### [Objective]
Take the line containing "on the cymbal" and every line after it to the end of the records, and copy them exactly, excluding pictures.

### [Data extract]
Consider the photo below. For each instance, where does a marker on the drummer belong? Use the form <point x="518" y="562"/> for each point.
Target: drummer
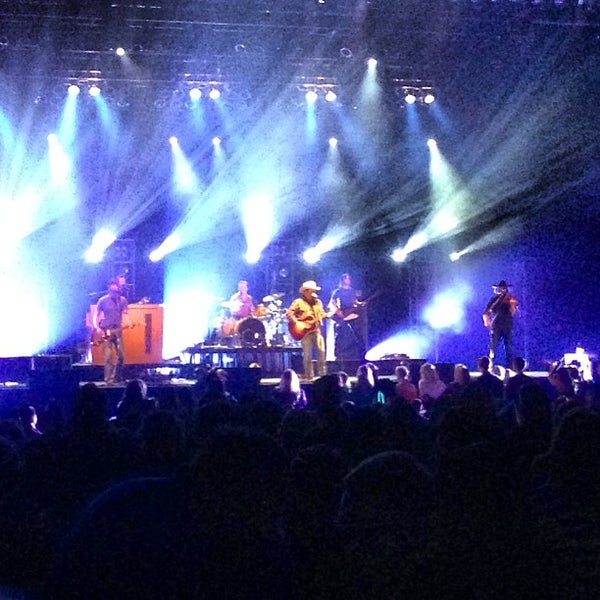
<point x="241" y="304"/>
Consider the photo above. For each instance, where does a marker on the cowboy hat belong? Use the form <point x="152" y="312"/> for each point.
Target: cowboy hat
<point x="309" y="285"/>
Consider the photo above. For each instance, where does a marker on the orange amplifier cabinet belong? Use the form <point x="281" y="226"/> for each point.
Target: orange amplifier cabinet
<point x="143" y="342"/>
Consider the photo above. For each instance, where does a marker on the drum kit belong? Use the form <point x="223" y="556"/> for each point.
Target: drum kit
<point x="265" y="326"/>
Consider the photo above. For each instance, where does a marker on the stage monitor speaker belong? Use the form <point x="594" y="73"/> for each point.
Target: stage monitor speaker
<point x="244" y="382"/>
<point x="51" y="363"/>
<point x="15" y="369"/>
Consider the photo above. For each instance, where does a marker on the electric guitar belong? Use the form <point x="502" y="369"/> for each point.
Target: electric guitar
<point x="299" y="328"/>
<point x="104" y="335"/>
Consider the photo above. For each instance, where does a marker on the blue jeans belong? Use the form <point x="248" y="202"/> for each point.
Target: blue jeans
<point x="114" y="345"/>
<point x="504" y="334"/>
<point x="310" y="341"/>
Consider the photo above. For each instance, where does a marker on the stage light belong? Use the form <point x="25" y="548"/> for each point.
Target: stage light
<point x="101" y="241"/>
<point x="311" y="96"/>
<point x="170" y="244"/>
<point x="446" y="310"/>
<point x="330" y="96"/>
<point x="311" y="256"/>
<point x="399" y="255"/>
<point x="252" y="257"/>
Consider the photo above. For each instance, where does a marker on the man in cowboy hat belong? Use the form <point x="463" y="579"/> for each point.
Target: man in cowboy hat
<point x="498" y="316"/>
<point x="306" y="315"/>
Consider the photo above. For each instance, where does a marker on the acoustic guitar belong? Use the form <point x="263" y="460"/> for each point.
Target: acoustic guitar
<point x="299" y="328"/>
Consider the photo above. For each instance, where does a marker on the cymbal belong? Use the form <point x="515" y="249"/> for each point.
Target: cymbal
<point x="273" y="297"/>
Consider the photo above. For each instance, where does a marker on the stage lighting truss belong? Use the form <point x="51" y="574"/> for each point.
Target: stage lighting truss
<point x="414" y="92"/>
<point x="89" y="83"/>
<point x="318" y="88"/>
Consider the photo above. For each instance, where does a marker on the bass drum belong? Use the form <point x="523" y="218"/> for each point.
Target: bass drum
<point x="229" y="326"/>
<point x="251" y="332"/>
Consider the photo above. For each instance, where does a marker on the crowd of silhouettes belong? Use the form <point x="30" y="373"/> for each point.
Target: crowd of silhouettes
<point x="350" y="488"/>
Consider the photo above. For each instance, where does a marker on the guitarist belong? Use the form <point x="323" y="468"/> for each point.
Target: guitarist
<point x="350" y="320"/>
<point x="306" y="315"/>
<point x="498" y="316"/>
<point x="109" y="318"/>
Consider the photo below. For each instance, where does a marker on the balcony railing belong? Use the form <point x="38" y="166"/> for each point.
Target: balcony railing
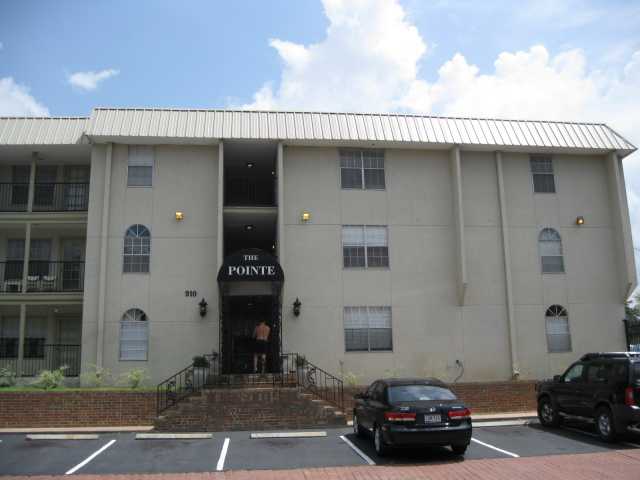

### [Result of the task]
Consider the photo above. For each instance, where does a marker on the cymbal belong? Use the form <point x="515" y="249"/> for each point.
Target: cymbal
<point x="273" y="297"/>
Consider the photo above. For each instance, where does a marker on the stage lighting truss belong? Use the form <point x="51" y="574"/> for each point.
Target: stage lighting truss
<point x="414" y="92"/>
<point x="89" y="83"/>
<point x="318" y="88"/>
Consider the photo above. For each instance, where does a marker on the bass drum belong? Use the form <point x="523" y="218"/> for each point.
Target: bass drum
<point x="229" y="326"/>
<point x="251" y="332"/>
Consider the photo above. For each instance, where does a marker on the crowd of silhouettes belong? Use the form <point x="30" y="373"/> for each point.
Target: crowd of silhouettes
<point x="350" y="488"/>
Consider the photo above. For each instance, where does a marker on the guitarist belong? Use the form <point x="323" y="468"/> for each point.
Target: guitarist
<point x="350" y="320"/>
<point x="306" y="315"/>
<point x="498" y="316"/>
<point x="109" y="318"/>
Consider the photo below. For each instance, where does a marker on the balcony railing belong? Use the form <point x="38" y="166"/> for each point.
Target: balcony railing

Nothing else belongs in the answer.